Data in this exercise Block Start

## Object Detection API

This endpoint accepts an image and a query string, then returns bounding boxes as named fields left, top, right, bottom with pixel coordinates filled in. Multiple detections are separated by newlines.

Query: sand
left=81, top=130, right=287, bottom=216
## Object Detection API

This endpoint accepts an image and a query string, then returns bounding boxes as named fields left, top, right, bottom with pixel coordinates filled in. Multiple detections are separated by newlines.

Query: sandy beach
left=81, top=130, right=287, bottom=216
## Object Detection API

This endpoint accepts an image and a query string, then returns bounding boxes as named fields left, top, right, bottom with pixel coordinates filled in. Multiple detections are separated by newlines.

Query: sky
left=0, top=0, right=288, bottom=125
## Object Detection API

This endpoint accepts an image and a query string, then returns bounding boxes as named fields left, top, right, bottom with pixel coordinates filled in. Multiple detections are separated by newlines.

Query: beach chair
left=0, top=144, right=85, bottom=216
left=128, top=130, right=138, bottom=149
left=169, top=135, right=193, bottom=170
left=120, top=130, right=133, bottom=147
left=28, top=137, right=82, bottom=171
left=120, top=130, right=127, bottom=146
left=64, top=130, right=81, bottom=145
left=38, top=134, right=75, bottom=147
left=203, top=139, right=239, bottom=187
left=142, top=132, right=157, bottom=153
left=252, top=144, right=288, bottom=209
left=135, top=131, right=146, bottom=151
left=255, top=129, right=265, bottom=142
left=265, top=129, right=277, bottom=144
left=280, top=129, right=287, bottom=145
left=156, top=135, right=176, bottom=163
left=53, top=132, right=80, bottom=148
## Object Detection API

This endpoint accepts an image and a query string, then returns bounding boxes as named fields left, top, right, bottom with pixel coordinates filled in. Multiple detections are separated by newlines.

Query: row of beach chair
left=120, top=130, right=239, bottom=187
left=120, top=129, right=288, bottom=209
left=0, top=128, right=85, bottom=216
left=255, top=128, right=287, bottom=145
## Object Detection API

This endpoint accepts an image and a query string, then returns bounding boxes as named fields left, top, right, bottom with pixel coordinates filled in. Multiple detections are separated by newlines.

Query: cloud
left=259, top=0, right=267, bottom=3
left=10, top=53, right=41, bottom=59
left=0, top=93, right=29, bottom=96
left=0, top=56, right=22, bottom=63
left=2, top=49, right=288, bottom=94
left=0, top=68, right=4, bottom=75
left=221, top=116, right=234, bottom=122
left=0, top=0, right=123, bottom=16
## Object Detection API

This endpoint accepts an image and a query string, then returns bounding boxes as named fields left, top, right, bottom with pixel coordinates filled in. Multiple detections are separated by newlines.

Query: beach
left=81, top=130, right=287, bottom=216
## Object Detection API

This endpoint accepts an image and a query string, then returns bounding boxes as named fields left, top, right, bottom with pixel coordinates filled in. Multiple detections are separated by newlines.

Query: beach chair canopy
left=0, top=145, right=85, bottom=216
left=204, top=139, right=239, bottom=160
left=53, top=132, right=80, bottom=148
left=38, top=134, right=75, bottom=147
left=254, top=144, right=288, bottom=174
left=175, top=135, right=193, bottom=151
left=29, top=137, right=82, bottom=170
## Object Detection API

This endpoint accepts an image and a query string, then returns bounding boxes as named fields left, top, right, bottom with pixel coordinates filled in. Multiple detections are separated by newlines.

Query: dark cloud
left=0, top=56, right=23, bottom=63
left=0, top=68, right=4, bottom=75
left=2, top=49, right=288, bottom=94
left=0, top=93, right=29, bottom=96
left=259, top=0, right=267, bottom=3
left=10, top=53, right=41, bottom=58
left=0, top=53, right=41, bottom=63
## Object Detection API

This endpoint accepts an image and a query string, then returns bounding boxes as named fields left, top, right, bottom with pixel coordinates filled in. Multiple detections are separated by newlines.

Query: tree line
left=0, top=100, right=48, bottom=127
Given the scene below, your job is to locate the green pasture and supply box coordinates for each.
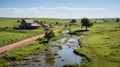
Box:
[0,18,120,67]
[73,20,120,67]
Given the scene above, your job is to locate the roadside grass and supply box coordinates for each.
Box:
[0,40,47,67]
[0,28,44,47]
[4,41,46,60]
[0,58,7,67]
[73,21,120,67]
[0,25,63,67]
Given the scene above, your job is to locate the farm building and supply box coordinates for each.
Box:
[19,19,41,29]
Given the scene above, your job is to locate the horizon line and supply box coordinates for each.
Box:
[0,16,120,19]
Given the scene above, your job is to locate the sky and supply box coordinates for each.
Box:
[0,0,120,18]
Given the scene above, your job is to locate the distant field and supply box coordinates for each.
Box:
[0,18,70,27]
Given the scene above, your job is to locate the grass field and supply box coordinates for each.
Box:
[0,18,120,67]
[0,18,70,46]
[0,40,47,67]
[0,27,63,67]
[73,20,120,67]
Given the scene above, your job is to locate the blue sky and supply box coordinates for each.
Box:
[0,0,120,18]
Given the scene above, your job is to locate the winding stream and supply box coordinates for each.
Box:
[11,30,83,67]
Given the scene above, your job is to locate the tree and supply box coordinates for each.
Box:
[17,20,20,22]
[116,18,120,22]
[70,19,77,25]
[81,18,93,30]
[44,30,55,43]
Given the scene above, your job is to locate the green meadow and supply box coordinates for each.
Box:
[73,19,120,67]
[0,18,120,67]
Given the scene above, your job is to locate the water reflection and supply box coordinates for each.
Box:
[10,34,83,67]
[45,52,55,66]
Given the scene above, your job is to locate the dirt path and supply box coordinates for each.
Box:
[0,30,58,57]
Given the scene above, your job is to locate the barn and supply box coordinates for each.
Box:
[19,19,41,29]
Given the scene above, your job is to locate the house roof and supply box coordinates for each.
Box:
[31,23,41,26]
[24,20,36,23]
[23,19,41,26]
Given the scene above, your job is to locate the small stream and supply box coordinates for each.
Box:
[11,30,83,67]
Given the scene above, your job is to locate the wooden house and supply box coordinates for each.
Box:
[19,19,41,29]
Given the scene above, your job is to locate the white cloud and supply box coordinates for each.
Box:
[0,7,106,13]
[58,7,106,11]
[0,7,58,13]
[0,7,108,18]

Data in this exercise Block End

--- Required action ---
If any image appears in the entries, omit it and return the rest verbatim.

--- Task response ---
## Object Detection API

This endpoint accepts an image and a query string, then returns bounding boxes as named fields left, top, right, bottom with pixel coordinates filled in. Multiple detections are separated by newlines.

Query: sand
left=81, top=130, right=287, bottom=216
## Object Detection API

This endpoint accepts an image and a query string, then returns bounding boxes as named fields left, top, right, bottom with pixel coordinates filled in. Multiple detections are separated by newlines.

Query: sandy beach
left=81, top=130, right=287, bottom=216
## Object Detection API

This endpoint accepts an image and a query string, then returns bounding boxes as named fields left, top, right, bottom with pixel coordinates filled in. Multiple detections are separated by newlines.

Query: sky
left=0, top=0, right=288, bottom=125
## Object Detection API

This endpoint accepts an image and a query string, then returns bounding boxes as named fields left, top, right, bottom with pixel coordinates filled in. Multiple detections are separated by newlines.

Query: beach chair
left=0, top=144, right=85, bottom=216
left=128, top=130, right=138, bottom=149
left=169, top=135, right=193, bottom=170
left=120, top=130, right=133, bottom=147
left=28, top=137, right=82, bottom=171
left=120, top=130, right=127, bottom=146
left=64, top=130, right=81, bottom=145
left=38, top=134, right=75, bottom=147
left=203, top=139, right=239, bottom=187
left=142, top=132, right=157, bottom=153
left=252, top=144, right=288, bottom=209
left=135, top=131, right=146, bottom=151
left=255, top=129, right=265, bottom=142
left=265, top=129, right=277, bottom=144
left=280, top=129, right=287, bottom=145
left=156, top=135, right=176, bottom=163
left=53, top=132, right=80, bottom=148
## Object Detection API

This endpoint accepts an image and a query string, then returns bounding boxes as named fields left, top, right, bottom with pixel coordinates filled in. Multiple detections are separated by newlines.

Query: row of beach chair
left=120, top=130, right=239, bottom=187
left=120, top=129, right=288, bottom=209
left=0, top=128, right=85, bottom=216
left=255, top=128, right=287, bottom=145
## Object Detection API

This endpoint accepts an image and a query string, then returns bounding boxes as named fields left, top, right, bottom with pixel coordinates filled in. Multiple detections are separated by newlines.

Query: cloud
left=259, top=0, right=267, bottom=3
left=10, top=53, right=41, bottom=59
left=0, top=93, right=29, bottom=96
left=0, top=56, right=22, bottom=63
left=2, top=49, right=288, bottom=94
left=0, top=68, right=4, bottom=75
left=221, top=116, right=234, bottom=122
left=0, top=0, right=123, bottom=16
## Object Detection API

This endpoint accepts an image and a query string, then returns bounding boxes as named fields left, top, right, bottom with pixel coordinates filled in. Multiple detections are separated by newlines.

Query: beach
left=81, top=130, right=287, bottom=216
## Object Detection API

This endpoint accepts an image and a query string, then returns bounding boxes as named fields left, top, right, bottom with pixel coordinates filled in. Multiple detections are separated by newlines.

Query: beach chair canopy
left=0, top=145, right=85, bottom=216
left=204, top=139, right=239, bottom=160
left=53, top=132, right=80, bottom=148
left=38, top=134, right=75, bottom=147
left=254, top=144, right=288, bottom=174
left=175, top=135, right=193, bottom=151
left=29, top=137, right=82, bottom=170
## Object Detection API

This endpoint accepts an image and a query string, then returns bounding boxes as named fields left, top, right, bottom with pixel coordinates filled in. Multiple detections are separated by newlines.

Query: dark cloud
left=0, top=56, right=23, bottom=63
left=0, top=68, right=4, bottom=75
left=2, top=49, right=288, bottom=94
left=0, top=93, right=29, bottom=96
left=259, top=0, right=267, bottom=3
left=10, top=53, right=41, bottom=58
left=0, top=53, right=41, bottom=63
## Object Detection API

This endpoint accepts an image and a query string, then returns bounding boxes as named fields left, top, right, bottom with pixel coordinates filled in. Multiple detections are separated by newlines.

Query: tree line
left=0, top=100, right=48, bottom=127
Given the scene below, your job is to locate the green pasture and supply box coordinates for each.
Box:
[0,18,120,67]
[73,20,120,67]
Given the scene above, your job is to locate the roadside grass and supply box coordinates for each.
Box:
[0,40,47,67]
[0,28,44,47]
[4,41,46,60]
[0,58,7,67]
[73,21,120,67]
[0,25,63,67]
Given the scene above, your job is to locate the farm building and supply box coordinates for each.
Box:
[19,19,41,29]
Given the scene above, your job is to locate the horizon line and supply box coordinates for each.
Box:
[0,16,120,19]
Given the scene above, your job is to locate the sky and supply box coordinates for each.
Box:
[0,0,120,18]
Given the scene above, your job is to locate the distant field and supply box coordinates for each.
Box:
[0,18,70,27]
Given the scene above, your job is to locate the grass field and supply box coordinates for each.
Box:
[0,18,120,67]
[0,18,70,46]
[0,40,47,67]
[0,27,63,67]
[73,20,120,67]
Given the scene above, your job is to locate the blue sky and supply box coordinates for each.
Box:
[0,0,120,18]
Given the scene above, your job is to locate the winding stream and supply box coordinates for each.
Box:
[11,30,83,67]
Given the scene above, your job is to locate the tree and supply box coordinates for each.
Box:
[17,20,20,22]
[116,18,120,22]
[70,19,77,25]
[81,18,93,30]
[44,30,55,43]
Given the scene above, your job is to locate the green meadow and supply box coordinates for each.
Box:
[73,19,120,67]
[0,18,120,67]
Given the scene above, your job is to locate the water reflection and supply box coordinates for each.
Box:
[10,34,83,67]
[45,52,55,66]
Given the scene above, your job is to locate the dirt path and supply box coordinates for each.
Box:
[0,30,58,57]
Given the scene above, your job is to locate the barn and supply box coordinates for each.
Box:
[19,19,41,29]
Given the scene above, your job is to locate the house roof and supply box coordinates for each.
Box:
[31,23,41,26]
[24,20,36,23]
[23,19,41,26]
Given the scene above, your job is to locate the small stream and supply box coordinates for each.
Box:
[11,30,83,67]
Given the scene above, your job is to locate the wooden house and supply box coordinates for each.
Box:
[19,19,41,29]
Given the scene above, your job is to locate the white cloud and supply box coordinates for each.
Box:
[0,7,106,13]
[58,7,106,11]
[0,7,58,13]
[0,7,108,18]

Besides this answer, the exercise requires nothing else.